• Input material
#####

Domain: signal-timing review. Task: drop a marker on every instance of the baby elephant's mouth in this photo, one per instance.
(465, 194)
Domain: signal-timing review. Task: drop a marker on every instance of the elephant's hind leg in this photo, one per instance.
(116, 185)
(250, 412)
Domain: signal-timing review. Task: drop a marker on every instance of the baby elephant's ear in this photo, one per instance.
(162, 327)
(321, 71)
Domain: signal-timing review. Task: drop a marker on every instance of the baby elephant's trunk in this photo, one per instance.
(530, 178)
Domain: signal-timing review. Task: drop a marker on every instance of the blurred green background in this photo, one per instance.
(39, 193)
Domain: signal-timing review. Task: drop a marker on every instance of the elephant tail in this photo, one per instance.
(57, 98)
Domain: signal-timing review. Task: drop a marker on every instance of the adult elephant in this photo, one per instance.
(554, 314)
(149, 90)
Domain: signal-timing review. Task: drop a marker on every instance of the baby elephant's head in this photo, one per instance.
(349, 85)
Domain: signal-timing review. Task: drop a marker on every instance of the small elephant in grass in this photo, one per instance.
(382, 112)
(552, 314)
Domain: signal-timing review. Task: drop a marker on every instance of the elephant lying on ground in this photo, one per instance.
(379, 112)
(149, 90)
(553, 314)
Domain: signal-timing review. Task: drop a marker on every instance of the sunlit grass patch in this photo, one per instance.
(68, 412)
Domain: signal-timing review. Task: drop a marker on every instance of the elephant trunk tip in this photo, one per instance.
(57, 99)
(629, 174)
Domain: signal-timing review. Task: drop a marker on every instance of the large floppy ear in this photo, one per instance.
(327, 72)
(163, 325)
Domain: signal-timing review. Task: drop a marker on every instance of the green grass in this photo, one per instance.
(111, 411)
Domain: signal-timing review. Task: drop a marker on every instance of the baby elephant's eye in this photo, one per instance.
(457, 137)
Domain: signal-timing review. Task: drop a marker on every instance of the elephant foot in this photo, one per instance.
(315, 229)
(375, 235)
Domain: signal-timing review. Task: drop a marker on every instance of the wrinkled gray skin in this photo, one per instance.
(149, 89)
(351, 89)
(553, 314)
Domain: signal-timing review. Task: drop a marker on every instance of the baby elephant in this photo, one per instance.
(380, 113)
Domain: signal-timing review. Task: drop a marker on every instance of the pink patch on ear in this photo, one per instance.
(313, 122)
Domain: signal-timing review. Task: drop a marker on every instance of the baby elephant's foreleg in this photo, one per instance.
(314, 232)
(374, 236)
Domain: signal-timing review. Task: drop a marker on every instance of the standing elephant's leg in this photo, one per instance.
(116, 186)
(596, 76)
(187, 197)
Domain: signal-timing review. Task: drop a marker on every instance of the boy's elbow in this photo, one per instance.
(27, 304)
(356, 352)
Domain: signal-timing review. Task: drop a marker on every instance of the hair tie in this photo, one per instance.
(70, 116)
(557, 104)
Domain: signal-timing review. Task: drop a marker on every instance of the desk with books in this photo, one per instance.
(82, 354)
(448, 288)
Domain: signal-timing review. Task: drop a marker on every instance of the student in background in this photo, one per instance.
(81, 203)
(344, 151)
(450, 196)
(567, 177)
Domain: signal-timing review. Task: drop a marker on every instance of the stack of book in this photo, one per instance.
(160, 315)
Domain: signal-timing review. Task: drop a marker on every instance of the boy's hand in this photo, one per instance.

#####

• Objective
Please reproduce the lines word for word, starting at the line that contains "books in this photo, one per instance." and ending at the final line above, with both of those lines included.

• Written response
Domain: signal-timing review. Task: drop a marker on every instance of the desk with books in this photo, one per instance.
(82, 354)
(448, 288)
Domain: signal-timing review. Task: drop a marker on every instance of the student in background in this photo, one per instance.
(81, 203)
(344, 151)
(450, 196)
(567, 177)
Domain: signal-timing review. Task: drop a marker on every instance of the stack of book in this photo, one per instance.
(160, 315)
Domain: signal-timing review. Task: drop a marker on every instance of the boy's hand in this photo, one per instance.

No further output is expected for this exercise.